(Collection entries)
"""
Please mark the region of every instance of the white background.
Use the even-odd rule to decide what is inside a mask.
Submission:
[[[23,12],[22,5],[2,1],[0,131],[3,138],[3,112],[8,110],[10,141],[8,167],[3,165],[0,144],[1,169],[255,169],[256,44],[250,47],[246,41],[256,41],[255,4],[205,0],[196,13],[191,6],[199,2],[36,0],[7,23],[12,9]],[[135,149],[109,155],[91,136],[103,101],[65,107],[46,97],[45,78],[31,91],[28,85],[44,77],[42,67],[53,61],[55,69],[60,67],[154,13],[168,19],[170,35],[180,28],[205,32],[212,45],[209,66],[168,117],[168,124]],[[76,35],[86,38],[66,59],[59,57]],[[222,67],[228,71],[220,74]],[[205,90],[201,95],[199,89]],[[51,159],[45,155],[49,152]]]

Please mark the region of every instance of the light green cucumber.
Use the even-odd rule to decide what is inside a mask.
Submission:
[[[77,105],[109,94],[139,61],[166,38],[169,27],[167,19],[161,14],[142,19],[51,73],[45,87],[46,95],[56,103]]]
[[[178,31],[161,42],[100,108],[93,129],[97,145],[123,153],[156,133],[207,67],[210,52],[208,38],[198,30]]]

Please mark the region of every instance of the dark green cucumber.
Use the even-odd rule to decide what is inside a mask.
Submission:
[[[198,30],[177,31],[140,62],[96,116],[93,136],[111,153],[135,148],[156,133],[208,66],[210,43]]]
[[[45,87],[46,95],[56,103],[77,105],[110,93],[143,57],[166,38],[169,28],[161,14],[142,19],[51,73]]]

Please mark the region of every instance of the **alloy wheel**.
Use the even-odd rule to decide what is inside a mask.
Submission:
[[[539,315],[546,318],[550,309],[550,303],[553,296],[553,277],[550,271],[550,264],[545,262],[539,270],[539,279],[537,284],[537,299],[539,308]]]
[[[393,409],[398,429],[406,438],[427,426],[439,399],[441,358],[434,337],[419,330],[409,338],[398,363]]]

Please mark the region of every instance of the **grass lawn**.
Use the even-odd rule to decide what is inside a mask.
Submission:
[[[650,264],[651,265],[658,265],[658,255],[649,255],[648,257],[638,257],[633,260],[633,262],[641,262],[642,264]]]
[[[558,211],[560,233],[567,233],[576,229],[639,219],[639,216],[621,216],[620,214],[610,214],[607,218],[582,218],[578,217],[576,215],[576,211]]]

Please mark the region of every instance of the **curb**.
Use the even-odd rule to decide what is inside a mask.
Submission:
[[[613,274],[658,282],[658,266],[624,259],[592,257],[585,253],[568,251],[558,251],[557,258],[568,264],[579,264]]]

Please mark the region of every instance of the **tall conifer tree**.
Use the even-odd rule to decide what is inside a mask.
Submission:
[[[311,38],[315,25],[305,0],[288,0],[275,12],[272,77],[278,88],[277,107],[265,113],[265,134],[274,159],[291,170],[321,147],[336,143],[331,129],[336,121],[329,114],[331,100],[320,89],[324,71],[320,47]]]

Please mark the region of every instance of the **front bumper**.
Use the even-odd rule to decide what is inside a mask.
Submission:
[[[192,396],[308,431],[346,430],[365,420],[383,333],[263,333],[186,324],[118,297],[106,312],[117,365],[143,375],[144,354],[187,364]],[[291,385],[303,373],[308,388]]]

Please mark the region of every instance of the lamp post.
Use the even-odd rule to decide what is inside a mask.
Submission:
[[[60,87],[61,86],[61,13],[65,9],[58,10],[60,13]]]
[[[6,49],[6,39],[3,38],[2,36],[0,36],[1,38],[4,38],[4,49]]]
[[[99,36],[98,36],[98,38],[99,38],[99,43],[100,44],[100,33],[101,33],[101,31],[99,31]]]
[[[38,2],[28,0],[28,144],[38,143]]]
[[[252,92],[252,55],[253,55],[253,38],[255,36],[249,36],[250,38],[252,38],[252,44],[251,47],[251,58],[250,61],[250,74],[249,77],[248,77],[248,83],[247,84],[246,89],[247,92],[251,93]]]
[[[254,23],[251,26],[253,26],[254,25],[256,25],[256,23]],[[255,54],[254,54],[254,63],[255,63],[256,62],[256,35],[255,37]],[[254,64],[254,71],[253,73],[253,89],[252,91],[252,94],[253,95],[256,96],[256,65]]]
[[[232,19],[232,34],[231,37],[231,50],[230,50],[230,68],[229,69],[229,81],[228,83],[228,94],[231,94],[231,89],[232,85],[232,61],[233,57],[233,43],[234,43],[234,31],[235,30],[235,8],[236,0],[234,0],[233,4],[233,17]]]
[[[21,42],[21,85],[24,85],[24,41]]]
"""
- **WHAT YOU HAVE TO DO**
Write out only what runs from the line holding "Please mark the region of every instance of the **grass" through the last line of the records, exactly as shown.

- **FULL OUTPUT**
Please mark the region of every instance of the **grass lawn**.
Use the even-odd rule to decide what is inside a mask.
Submission:
[[[650,264],[651,265],[658,265],[658,255],[649,255],[648,257],[638,257],[633,260],[633,262],[641,262],[642,264]]]
[[[558,211],[560,233],[567,233],[576,229],[639,219],[639,216],[621,216],[620,214],[610,214],[607,218],[582,218],[578,217],[576,215],[576,211]]]

Please mark the region of every instance of the **curb**.
Use the even-odd rule to decide what is inside a mask.
Submission:
[[[613,274],[658,282],[658,266],[624,259],[592,257],[585,253],[568,251],[558,251],[557,258],[568,264],[579,264]]]

Please mark the region of every instance of the **tall conifer tree**.
Use the even-odd rule to decide what is inside a mask.
Submission:
[[[311,38],[315,25],[305,0],[288,0],[275,12],[272,77],[278,88],[277,107],[265,113],[265,134],[274,159],[291,170],[321,147],[336,143],[331,129],[336,121],[329,114],[331,100],[320,89],[324,71],[320,47]]]

Please mark the region of every instance of the **front bumper**.
Use the even-odd rule to decide what is inside a mask.
Submission:
[[[192,396],[308,431],[346,430],[365,420],[383,333],[263,333],[186,324],[118,297],[106,312],[117,365],[143,375],[144,354],[187,364]],[[291,385],[303,373],[308,388]]]

Please mark the region of every instance of the lamp post.
Use the even-odd rule to decide what is inside a mask.
Submission:
[[[60,87],[61,86],[61,13],[65,9],[58,10],[60,13]]]
[[[6,49],[6,39],[3,38],[2,36],[0,36],[1,38],[4,38],[4,49]]]
[[[99,36],[98,36],[98,38],[99,38],[99,43],[100,44],[100,33],[101,33],[101,31],[99,31]]]
[[[38,2],[28,0],[28,144],[38,143]]]
[[[252,92],[252,55],[253,55],[253,38],[255,36],[249,36],[250,38],[252,38],[252,44],[251,47],[251,58],[250,61],[250,74],[249,77],[248,77],[248,83],[247,84],[246,89],[247,92],[251,93]]]
[[[254,23],[251,26],[253,26],[254,25],[256,25],[256,23]],[[255,54],[254,54],[254,63],[255,63],[256,62],[256,35],[255,37]],[[254,64],[254,71],[253,73],[253,89],[252,91],[252,94],[253,95],[256,96],[256,65]]]
[[[232,19],[232,34],[231,37],[231,50],[230,50],[230,68],[229,69],[229,81],[228,83],[228,94],[231,94],[231,89],[232,85],[232,61],[233,57],[233,43],[234,43],[234,31],[235,30],[235,8],[236,0],[234,0],[233,4],[233,17]]]
[[[21,42],[21,85],[24,85],[24,41]]]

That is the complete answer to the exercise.